• [WHAT TO WORK ON]
Reproduce the lines below, substituting "marker" for each occurrence of "pin" and leaving all other text unchanged.

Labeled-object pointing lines
[start]

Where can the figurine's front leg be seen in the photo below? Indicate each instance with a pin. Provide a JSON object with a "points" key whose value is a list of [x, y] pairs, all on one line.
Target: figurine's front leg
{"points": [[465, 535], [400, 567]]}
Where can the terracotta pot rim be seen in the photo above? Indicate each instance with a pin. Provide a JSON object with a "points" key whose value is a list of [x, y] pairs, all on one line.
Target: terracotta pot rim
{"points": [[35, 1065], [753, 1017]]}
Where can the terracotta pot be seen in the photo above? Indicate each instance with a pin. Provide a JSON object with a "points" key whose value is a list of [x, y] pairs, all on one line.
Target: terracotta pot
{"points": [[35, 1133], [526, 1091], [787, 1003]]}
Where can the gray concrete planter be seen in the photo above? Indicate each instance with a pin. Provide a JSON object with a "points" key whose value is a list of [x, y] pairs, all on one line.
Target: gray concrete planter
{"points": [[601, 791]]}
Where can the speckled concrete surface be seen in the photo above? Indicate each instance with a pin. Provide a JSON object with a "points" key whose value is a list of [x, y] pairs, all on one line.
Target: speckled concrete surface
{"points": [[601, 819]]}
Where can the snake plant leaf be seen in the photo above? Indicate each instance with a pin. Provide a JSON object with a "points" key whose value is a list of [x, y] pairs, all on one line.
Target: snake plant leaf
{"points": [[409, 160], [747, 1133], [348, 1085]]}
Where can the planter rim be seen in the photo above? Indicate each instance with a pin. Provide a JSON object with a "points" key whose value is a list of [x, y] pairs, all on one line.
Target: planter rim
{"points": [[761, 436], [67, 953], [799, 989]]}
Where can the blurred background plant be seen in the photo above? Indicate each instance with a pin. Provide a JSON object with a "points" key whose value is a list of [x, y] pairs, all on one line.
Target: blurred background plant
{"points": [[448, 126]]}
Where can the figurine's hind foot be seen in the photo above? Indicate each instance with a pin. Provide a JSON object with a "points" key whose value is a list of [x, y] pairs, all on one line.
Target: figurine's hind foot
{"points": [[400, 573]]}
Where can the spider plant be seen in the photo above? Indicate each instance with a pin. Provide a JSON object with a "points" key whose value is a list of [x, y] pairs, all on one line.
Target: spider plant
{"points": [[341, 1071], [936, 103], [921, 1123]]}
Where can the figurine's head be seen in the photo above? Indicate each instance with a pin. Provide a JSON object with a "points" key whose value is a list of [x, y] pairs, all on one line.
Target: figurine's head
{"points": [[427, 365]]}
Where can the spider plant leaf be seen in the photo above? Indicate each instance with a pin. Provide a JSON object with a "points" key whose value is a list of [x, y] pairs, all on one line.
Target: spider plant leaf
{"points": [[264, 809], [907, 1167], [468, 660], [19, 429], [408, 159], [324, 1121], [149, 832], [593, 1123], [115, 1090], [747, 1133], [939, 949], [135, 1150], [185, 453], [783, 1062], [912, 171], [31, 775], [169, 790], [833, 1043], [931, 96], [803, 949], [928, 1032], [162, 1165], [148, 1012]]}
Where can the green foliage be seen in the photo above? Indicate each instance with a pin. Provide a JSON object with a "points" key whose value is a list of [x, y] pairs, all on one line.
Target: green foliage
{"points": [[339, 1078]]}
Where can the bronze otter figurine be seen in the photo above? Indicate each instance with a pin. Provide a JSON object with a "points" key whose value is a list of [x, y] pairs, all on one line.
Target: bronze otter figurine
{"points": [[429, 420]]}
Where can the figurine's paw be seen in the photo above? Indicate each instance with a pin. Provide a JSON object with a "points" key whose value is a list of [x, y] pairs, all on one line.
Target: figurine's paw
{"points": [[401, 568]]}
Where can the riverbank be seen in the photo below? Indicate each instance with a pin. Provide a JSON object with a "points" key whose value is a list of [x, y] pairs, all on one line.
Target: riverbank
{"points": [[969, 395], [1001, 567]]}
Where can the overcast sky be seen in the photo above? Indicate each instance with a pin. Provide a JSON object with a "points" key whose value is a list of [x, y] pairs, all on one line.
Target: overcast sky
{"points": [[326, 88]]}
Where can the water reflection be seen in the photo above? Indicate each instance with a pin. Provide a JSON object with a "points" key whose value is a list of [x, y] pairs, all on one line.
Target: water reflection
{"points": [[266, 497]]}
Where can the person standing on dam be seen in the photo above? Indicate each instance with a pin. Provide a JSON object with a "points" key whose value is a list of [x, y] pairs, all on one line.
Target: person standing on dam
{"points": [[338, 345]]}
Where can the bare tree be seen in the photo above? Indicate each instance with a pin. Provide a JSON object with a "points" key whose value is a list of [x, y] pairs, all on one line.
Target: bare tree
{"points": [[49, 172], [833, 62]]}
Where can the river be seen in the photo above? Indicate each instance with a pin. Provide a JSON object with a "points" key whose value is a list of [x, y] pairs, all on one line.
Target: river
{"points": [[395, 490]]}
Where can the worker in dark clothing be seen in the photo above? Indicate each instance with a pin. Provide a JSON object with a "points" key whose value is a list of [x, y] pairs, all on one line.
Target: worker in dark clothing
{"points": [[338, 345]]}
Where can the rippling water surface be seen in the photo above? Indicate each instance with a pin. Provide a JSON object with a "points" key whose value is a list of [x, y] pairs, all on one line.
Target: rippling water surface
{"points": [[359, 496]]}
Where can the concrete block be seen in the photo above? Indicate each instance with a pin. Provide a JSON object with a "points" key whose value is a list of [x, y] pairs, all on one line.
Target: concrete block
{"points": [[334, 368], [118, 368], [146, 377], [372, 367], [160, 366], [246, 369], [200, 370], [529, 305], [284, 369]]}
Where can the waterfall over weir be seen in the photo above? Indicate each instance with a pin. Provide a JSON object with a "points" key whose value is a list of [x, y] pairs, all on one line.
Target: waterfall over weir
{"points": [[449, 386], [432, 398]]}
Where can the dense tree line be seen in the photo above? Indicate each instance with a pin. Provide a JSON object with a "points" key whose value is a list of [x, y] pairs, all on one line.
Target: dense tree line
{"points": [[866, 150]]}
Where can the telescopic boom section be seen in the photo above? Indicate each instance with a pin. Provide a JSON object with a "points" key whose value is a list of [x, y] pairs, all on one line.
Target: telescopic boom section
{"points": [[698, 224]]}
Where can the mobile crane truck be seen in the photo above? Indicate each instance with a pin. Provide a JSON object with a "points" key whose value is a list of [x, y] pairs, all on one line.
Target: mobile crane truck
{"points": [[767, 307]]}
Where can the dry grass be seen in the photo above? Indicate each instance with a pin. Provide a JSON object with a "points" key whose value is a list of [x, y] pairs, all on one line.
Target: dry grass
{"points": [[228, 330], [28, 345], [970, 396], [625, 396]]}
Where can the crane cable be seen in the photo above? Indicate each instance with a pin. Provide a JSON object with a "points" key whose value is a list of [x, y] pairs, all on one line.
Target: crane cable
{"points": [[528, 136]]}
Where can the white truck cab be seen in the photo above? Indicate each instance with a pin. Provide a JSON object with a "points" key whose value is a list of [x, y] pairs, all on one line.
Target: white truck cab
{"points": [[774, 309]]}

[end]

• [WRITTEN ANSWER]
Where can the figurine's front leg be seen in the photo below? Indicate each instance with a marker. Provide a JSON object with a "points" key whose value is a list of [x, y] pairs, all on one line.
Target: figurine's front leg
{"points": [[465, 535], [400, 567]]}
Where can the terracotta pot rim be seen in the photo above? Indicate each instance with a marker. Provide a JSON object with a "points" key whose value is a list of [x, y] pairs, all on one line.
Target: terracotta pot rim
{"points": [[35, 1065], [753, 1017]]}
Where can the terracotta pot be seen in the photo above? Indicate each instance with a marker. Provide a JSON object with a "points" key whose value is a list of [x, y] pairs, all on one line.
Target: terracotta pot
{"points": [[35, 1133], [526, 1091], [787, 1003]]}
Where can the gray concrete planter be seen in the photo above? Indicate each instance with a marker. Provide a JSON object with a "points" key whose value is a list of [x, y] pairs, all on one line.
Target: gray concrete planter
{"points": [[601, 791]]}
Where can the speckled concrete surface be seen in the photo above? Indicate each instance with a marker. Provide a JSON object with a "points" key whose value is a list of [x, y] pairs, all on one line.
Target: speckled concrete surface
{"points": [[601, 819]]}
Where can the snake plant leaf be seen in the photo above? Indicate each instance with a marker. Provide a JSON object with a "points" key whose value is a list of [x, y] pairs, all on one line.
Target: snake plant leaf
{"points": [[409, 160], [747, 1133], [348, 1085]]}
Where can the planter rim be seen in the photo above? Indicate each instance with a marker. Provide a JSON object with a "points" key whose value is a list of [x, y] pairs, all on one line.
Target: planter rim
{"points": [[761, 436], [67, 953], [799, 989]]}
Where can the blurred background plant be seen in the photo above? Indicate each instance with a marker. Provide a JSON object with a "points" key whose value is a list of [x, y] pairs, all on one line.
Target: blurred background plant
{"points": [[448, 126]]}
Where can the figurine's hind foot be seen in the photo above? Indicate each instance with a marker. Provide a JSON object with a "points" key whose value is a list of [x, y] pairs, all on one line.
Target: figurine's hind foot
{"points": [[400, 573]]}
Where can the spider plant be seen in the photo above? Indicate each instance with a marker. Provide a JSON object with a "points" key whose value is a list of [x, y] pairs, all on one line.
Target: spider plant
{"points": [[341, 1071], [936, 103], [921, 1123]]}
Where can the figurine's head be seen in the photo above? Indicate each instance with a marker. Provide a JSON object with a "points" key whose value is a list of [x, y] pairs, all on one line.
Target: figurine's head
{"points": [[427, 365]]}
Where can the spider plant leaf be seen in the photo above? Indicate each instance with a marker. Provide a JSON object with a "points" key whose value is a list of [x, y] pairs, all on one line.
Target: spider plant leaf
{"points": [[264, 809], [907, 1167], [468, 660], [19, 429], [408, 159], [324, 1121], [149, 832], [593, 1123], [115, 1090], [747, 1133], [939, 949], [135, 1150], [185, 453], [783, 1062], [912, 171], [31, 775], [169, 790], [833, 1043], [931, 96], [803, 949], [928, 1032], [162, 1165], [148, 1012]]}
Where can the green foliage be seen in the photo above? Indicate each instance with a marker. Provide a JSON object with a "points" key whose value is a list of [x, y] pairs, all on one line.
Target: green foliage
{"points": [[339, 1078]]}
Where can the bronze otter figurine be seen in the photo above? Indicate each instance with a marker. Provide a JSON object with a "points" key whose value is a list of [x, y] pairs, all on one line.
Target: bronze otter figurine
{"points": [[429, 420]]}
Where can the figurine's paw be seen in the photo above? Indicate each instance with a marker. Provide a JSON object with a "points" key whose value is a list of [x, y] pairs, all on one line.
Target: figurine's paw
{"points": [[401, 568]]}
Where can the riverbank be seen in the photo below? Indicate each instance with a marker. Provide a JSON object with a "points" key whose value is a list of [x, y] pairs, all on one line.
Target: riverbank
{"points": [[969, 395], [1001, 567]]}
Where can the overcast sky be seen in the photo above? Indicate each instance with a marker. Provide a JSON object with a "points" key whose value is a list of [x, y] pairs, all on one line.
Target: overcast sky
{"points": [[326, 88]]}
Where can the water reflection be seen in the photo above? Indicate each instance with a marker. Provide a JSON object with a "points" key whose value is a list of [x, y] pairs, all on one line.
Target: water reflection
{"points": [[266, 497]]}
Where can the person standing on dam be seen in the photo above? Indicate each instance with a marker. Provide a JSON object with a "points" key whose value is a list of [x, y] pairs, all on one line.
Target: person standing on dam
{"points": [[338, 345]]}
Where can the bare tree be seen in the photo above? Indicate each instance with a marker. Provide a JSON object with a "points" key whose value is a list of [x, y] pairs, all on one line.
Target: bare tree
{"points": [[49, 172], [833, 62]]}
Where can the river be seen in the photo above? Indicate each instance with a marker. Provide a JSON object with a "points" key whose value is a list of [x, y] pairs, all on one line.
Target: river
{"points": [[395, 490]]}
Where can the worker in dark clothing be seen in the photo above? Indicate each instance with a marker. Provide a JSON object with a "points" key whose value is a list of [x, y] pairs, all on one line.
Target: worker in dark clothing
{"points": [[338, 345]]}
Where can the rippling water surface be seen in the photo above? Indicate each instance with a marker. Provide a JSON object with a "points" key whose value is a list of [x, y] pairs, all on one line.
Target: rippling water surface
{"points": [[359, 496]]}
Where can the concrete block be seen in the photo above? Indicate each instance with a marker. Provide a JSON object with a "points" key whose value is a list of [x, y] pairs, all on one line.
Target: concrete block
{"points": [[334, 368], [118, 368], [146, 377], [372, 367], [160, 366], [246, 369], [200, 370], [529, 305], [284, 369]]}
Where can the waterfall over weir be seen in the photo above? Indicate each instance with a marker. Provide a JSON object with a "points" key whose value is a list of [x, y] pairs, all on one line.
Target: waterfall over weir
{"points": [[449, 386], [432, 398]]}
Where can the dense tree line be seen in the photo above? Indicate each instance with a marker. Provide a JSON object with a "points" key whose value is a list of [x, y] pairs, all on one line.
Target: dense tree line
{"points": [[866, 150]]}
Where can the telescopic boom section be seen in the photo above? Indicate each instance with a marker. Provide a JSON object with a "points" key whose value is a list of [x, y] pairs, all on one line.
Target: telescopic boom section
{"points": [[698, 224]]}
Where can the mobile crane truck be seen in the photo above? Indicate each instance with a marker. Provide a JSON object with a "points" key whose value is a list of [x, y] pairs, all on one line.
Target: mobile crane truck
{"points": [[767, 307]]}
Where can the dry grass be seen in the photo above? Indicate each instance with a marker. Provide a JSON object with a "points" key whose value is a list of [x, y] pairs, all on one line.
Target: dry grass
{"points": [[228, 330], [28, 345], [970, 396], [625, 396]]}
Where can the crane cable be seen in the photo above? Indicate each instance with a marker. Provide a JSON object with a "points" key whose value is a list of [x, y] pairs, all on one line.
Target: crane cable
{"points": [[528, 136]]}
Where can the white truck cab be seen in the photo above? Indicate each instance with a marker. Provide a JSON object with a "points" key whose value is a list of [x, y] pairs, all on one line.
Target: white truck cab
{"points": [[774, 309]]}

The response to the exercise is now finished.